#### Assigned task
List each line of the data that holds the word "groom".

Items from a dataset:
= Beginning of Section =

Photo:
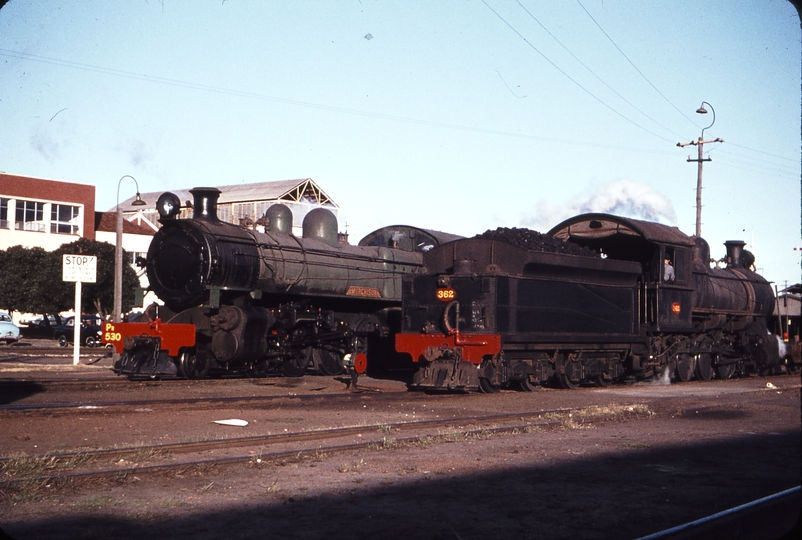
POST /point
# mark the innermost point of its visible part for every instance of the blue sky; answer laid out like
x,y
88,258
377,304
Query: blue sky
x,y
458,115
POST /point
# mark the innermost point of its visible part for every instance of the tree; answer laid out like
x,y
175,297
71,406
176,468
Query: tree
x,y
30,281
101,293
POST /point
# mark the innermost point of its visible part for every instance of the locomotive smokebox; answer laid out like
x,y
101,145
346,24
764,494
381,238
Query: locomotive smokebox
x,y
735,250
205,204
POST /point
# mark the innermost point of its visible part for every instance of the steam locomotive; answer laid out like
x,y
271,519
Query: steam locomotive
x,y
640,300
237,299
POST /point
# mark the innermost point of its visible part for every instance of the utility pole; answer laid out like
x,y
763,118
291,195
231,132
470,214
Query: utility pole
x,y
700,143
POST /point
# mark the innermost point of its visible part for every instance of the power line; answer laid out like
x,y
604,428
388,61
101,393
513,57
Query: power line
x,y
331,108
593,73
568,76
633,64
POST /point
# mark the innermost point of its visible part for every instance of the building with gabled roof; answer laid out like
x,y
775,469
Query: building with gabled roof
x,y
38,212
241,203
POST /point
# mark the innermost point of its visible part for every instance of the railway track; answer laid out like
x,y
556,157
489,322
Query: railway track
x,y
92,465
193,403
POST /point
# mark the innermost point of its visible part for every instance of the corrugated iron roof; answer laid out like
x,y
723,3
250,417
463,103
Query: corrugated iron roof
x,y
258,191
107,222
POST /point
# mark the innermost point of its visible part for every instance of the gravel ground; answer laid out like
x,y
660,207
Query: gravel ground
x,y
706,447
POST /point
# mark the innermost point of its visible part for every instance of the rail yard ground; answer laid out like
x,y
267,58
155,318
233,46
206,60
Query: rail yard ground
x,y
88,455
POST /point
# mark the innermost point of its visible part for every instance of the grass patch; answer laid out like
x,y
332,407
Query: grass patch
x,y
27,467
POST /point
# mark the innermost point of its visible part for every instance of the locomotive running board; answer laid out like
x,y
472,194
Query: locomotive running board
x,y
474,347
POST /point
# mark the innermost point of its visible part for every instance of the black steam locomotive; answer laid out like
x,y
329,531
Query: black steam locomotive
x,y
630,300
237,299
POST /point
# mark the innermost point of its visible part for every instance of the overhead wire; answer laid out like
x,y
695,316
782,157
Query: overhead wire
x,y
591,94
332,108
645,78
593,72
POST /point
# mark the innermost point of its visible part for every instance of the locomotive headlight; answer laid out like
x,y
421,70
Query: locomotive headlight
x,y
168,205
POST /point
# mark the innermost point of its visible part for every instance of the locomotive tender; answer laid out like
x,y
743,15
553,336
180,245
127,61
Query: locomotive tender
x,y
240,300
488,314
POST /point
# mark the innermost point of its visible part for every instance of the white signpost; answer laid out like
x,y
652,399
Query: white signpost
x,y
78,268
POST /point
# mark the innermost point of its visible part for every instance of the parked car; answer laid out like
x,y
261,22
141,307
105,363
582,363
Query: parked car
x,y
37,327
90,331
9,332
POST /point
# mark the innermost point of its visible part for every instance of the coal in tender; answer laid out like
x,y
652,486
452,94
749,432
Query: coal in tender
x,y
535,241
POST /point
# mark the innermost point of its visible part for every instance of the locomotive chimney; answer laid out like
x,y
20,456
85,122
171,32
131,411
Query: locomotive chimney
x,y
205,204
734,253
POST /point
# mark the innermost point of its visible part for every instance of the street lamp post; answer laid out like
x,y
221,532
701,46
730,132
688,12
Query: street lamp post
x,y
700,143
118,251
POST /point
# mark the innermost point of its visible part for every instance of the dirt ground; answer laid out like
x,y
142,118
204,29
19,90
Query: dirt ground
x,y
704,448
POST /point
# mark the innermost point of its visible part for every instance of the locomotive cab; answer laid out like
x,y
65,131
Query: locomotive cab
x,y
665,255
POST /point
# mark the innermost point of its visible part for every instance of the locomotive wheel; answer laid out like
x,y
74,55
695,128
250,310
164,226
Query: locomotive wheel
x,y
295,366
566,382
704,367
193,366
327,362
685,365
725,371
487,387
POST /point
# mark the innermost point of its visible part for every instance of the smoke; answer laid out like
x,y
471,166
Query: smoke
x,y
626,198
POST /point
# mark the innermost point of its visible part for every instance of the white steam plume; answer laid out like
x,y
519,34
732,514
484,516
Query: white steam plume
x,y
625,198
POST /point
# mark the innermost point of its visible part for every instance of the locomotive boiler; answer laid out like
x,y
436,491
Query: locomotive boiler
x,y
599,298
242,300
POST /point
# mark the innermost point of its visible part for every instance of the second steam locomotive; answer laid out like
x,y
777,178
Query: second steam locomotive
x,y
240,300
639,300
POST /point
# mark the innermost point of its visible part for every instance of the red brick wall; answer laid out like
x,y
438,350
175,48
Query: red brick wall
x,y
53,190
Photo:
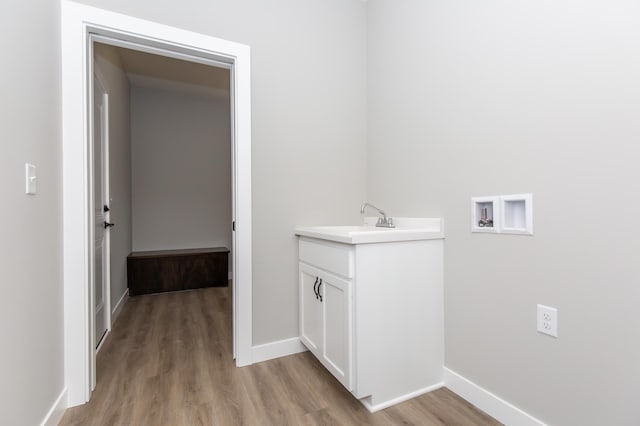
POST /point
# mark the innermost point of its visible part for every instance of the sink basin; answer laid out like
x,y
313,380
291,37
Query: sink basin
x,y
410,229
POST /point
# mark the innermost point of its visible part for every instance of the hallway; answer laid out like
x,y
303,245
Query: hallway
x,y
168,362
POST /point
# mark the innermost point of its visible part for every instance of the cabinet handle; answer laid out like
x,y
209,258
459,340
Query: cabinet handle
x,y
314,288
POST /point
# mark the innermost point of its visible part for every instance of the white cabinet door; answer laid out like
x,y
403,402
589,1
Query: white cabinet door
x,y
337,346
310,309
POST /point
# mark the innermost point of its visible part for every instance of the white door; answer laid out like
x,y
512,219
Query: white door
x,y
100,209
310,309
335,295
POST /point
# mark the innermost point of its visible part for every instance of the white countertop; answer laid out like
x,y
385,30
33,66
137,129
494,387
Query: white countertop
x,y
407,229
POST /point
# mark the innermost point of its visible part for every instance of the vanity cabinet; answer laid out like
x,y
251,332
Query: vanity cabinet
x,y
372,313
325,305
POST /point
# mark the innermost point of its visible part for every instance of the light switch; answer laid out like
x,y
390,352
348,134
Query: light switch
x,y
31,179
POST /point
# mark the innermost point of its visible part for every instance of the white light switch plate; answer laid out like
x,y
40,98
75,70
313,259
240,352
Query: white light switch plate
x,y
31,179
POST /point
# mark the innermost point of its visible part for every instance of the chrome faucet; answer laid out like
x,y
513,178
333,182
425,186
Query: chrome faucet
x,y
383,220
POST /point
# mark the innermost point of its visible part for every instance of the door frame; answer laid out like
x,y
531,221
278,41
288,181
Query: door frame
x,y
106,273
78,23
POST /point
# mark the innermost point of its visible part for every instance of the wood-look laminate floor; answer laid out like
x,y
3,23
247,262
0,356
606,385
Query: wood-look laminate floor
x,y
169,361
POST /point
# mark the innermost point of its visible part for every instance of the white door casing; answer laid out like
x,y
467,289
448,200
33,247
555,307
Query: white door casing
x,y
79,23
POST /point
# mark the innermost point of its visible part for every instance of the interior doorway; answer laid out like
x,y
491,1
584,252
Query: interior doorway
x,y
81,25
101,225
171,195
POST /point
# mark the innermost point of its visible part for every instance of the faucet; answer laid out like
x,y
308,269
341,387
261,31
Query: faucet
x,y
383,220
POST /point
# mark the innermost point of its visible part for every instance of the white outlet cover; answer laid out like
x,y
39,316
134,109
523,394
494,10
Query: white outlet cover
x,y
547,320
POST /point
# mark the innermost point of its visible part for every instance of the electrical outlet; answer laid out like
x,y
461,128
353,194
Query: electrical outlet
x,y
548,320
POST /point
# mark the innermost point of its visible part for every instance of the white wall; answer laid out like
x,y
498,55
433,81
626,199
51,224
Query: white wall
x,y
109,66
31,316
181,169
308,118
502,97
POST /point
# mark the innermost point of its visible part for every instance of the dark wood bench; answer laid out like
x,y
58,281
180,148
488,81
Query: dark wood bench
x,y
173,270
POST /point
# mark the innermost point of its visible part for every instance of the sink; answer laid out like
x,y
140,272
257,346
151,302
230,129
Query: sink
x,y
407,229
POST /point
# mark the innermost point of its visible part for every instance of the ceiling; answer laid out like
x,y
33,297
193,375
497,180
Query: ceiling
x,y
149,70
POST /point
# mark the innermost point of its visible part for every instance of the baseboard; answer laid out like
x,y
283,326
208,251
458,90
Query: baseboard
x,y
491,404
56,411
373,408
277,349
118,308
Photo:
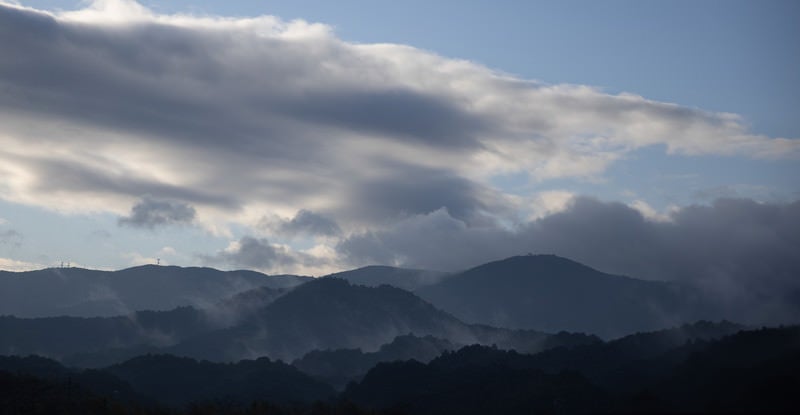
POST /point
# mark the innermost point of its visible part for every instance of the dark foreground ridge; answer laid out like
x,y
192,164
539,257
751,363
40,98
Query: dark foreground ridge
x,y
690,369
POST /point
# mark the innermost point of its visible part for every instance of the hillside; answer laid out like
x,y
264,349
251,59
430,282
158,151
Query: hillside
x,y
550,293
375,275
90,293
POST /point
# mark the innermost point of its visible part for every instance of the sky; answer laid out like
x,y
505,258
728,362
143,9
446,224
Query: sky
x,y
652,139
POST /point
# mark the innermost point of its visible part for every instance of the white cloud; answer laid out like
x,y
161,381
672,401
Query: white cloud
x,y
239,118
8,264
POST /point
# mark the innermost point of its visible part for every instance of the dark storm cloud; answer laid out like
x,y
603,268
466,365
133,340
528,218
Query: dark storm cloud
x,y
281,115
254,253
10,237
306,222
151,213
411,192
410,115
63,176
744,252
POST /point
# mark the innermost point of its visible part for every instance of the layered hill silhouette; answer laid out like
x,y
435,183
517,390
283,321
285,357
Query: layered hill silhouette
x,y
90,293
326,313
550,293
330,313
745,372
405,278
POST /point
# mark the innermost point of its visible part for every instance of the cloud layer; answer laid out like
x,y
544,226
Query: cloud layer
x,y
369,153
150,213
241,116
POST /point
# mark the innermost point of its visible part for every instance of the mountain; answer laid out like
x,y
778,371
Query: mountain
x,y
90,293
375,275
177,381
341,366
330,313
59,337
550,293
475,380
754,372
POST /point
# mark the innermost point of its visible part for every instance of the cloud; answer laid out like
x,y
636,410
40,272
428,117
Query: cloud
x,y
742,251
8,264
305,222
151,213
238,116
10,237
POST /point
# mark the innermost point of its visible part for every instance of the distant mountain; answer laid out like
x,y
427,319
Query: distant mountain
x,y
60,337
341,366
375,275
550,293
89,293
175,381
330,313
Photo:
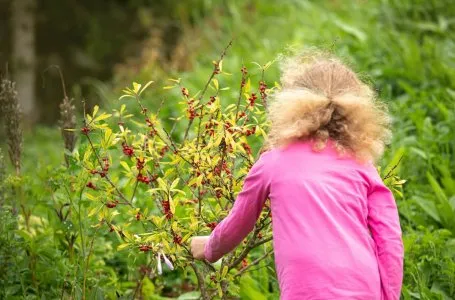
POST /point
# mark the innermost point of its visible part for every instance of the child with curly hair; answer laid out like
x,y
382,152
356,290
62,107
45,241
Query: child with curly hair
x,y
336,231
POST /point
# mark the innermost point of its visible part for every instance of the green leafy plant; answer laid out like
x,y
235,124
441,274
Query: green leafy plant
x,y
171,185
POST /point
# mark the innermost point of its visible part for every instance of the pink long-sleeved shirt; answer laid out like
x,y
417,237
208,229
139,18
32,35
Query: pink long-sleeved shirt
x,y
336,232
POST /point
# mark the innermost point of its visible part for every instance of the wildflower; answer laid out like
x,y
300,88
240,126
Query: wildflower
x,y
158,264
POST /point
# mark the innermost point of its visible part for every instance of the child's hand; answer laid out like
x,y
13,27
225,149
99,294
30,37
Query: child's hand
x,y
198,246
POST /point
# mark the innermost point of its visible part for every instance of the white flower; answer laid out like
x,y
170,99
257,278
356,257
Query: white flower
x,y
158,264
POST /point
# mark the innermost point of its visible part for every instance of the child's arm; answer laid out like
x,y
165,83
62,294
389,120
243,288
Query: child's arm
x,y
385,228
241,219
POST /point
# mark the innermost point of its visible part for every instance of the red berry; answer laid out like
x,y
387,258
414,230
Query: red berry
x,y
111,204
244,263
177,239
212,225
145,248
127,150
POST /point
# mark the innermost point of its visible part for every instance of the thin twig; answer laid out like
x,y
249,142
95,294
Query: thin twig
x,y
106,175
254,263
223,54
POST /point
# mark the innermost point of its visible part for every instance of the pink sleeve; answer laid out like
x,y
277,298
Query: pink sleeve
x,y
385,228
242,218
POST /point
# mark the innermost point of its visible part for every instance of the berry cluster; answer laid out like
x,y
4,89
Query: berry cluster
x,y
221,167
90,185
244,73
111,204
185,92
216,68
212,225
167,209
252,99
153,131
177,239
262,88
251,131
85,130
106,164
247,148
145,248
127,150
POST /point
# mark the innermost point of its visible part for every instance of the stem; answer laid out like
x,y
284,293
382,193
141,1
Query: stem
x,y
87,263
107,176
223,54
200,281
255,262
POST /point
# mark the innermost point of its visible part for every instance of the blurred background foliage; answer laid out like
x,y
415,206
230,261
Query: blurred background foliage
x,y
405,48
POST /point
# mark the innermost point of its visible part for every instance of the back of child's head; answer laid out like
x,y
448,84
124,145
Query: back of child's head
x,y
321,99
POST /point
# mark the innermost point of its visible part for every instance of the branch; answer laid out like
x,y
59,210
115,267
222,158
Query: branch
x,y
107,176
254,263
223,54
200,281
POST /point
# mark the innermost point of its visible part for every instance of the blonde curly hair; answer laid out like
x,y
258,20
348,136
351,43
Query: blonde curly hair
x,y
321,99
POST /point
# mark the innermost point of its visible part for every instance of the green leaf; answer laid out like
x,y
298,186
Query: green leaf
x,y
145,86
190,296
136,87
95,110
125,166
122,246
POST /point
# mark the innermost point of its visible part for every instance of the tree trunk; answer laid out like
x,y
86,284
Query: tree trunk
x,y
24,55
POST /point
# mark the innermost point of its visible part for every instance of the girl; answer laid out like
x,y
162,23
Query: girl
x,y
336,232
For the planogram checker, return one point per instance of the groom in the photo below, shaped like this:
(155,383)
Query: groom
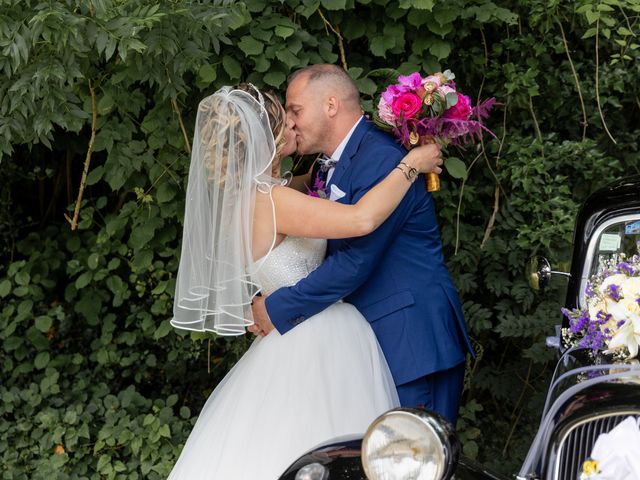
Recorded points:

= End of Section =

#### Exercise response
For the planogram checker, return one point per instance of the groom in the photo below, shaped like this:
Query: groom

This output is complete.